• **WHAT YOU ARE ASKED TO DO**
Repeat word for word the line with "# point at: the green" and every line after it until the records below run out.

— start —

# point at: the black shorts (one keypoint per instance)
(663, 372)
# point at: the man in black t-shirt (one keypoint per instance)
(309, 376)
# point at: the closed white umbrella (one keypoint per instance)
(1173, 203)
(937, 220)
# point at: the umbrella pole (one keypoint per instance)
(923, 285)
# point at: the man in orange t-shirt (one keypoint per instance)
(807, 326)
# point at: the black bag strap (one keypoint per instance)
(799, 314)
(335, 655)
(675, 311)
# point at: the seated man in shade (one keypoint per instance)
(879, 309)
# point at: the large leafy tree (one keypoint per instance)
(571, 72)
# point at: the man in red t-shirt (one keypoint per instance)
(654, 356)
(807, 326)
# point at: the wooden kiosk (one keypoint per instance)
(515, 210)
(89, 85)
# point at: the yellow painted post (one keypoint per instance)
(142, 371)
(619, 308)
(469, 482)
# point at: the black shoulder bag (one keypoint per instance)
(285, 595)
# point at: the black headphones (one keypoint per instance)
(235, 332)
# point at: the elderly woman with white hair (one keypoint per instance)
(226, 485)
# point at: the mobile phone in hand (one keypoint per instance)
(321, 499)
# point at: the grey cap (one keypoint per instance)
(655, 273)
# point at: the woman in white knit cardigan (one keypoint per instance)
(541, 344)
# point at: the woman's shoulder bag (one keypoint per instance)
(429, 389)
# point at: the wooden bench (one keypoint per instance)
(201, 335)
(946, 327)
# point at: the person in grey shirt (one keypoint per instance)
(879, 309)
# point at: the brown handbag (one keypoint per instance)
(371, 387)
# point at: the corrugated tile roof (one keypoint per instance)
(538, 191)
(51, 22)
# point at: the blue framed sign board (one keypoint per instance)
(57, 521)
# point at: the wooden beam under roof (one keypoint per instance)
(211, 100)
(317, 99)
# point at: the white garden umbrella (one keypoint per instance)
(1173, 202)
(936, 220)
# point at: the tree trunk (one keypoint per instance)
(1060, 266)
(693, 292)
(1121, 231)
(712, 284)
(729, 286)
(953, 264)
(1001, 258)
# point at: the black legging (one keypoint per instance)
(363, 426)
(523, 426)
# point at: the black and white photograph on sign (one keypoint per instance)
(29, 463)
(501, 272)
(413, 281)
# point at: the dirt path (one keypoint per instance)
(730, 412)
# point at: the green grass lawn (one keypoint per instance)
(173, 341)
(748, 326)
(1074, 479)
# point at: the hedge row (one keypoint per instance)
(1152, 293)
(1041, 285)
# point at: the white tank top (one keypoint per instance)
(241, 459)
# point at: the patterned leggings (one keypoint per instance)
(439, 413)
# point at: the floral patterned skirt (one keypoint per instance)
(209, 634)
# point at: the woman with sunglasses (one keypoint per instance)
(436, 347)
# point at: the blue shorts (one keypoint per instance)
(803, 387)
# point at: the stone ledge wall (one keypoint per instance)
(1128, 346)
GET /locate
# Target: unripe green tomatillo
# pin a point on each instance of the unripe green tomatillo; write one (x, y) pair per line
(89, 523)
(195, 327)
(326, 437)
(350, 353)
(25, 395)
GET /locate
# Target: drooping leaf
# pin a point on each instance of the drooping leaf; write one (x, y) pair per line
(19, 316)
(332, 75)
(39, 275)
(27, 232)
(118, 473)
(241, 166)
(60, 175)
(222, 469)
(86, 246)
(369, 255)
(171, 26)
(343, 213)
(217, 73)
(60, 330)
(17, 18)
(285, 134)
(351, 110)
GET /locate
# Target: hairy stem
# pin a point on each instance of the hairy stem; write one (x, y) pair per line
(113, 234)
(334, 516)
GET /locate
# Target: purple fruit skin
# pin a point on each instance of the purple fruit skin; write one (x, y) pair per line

— end —

• **THE REPLY**
# point at: the green grass lawn (one keypoint per instance)
(173, 341)
(748, 326)
(1074, 479)
# point at: the hedge row (one keypoint per instance)
(1152, 293)
(1041, 285)
# point at: the white tank top (one keypoint per instance)
(241, 459)
# point at: the patterned leggings (one keypoint per instance)
(439, 413)
# point at: the floral patterned skirt (one keypoint per instance)
(209, 634)
# point at: the woman with sunglasses (one keypoint per instance)
(436, 347)
# point at: the blue shorts (one keypoint per instance)
(803, 387)
# point at: the stone ledge wall (one keypoint per instance)
(1128, 346)
GET /locate
# Target: unripe green tomatillo
# pin a point on each instance of the unripe green tomatillo; write one (x, y) pair per line
(89, 523)
(195, 327)
(326, 437)
(350, 353)
(25, 395)
GET /locate
# Target: drooping leaf
# pin a point on each instance of the drooping leaf; write one (x, y) pair per line
(19, 316)
(332, 75)
(39, 275)
(27, 232)
(118, 473)
(241, 166)
(60, 175)
(222, 469)
(86, 246)
(369, 255)
(171, 26)
(343, 213)
(217, 73)
(60, 330)
(17, 18)
(285, 134)
(351, 110)
GET /locate
# Target: hairy stem
# pin a point on each instance of the hairy stem; write one (x, y) pair per line
(113, 234)
(334, 516)
GET /locate
# Target: purple fruit skin
# pin a point on each instance of the purple fruit skin; write one (x, y) pair per line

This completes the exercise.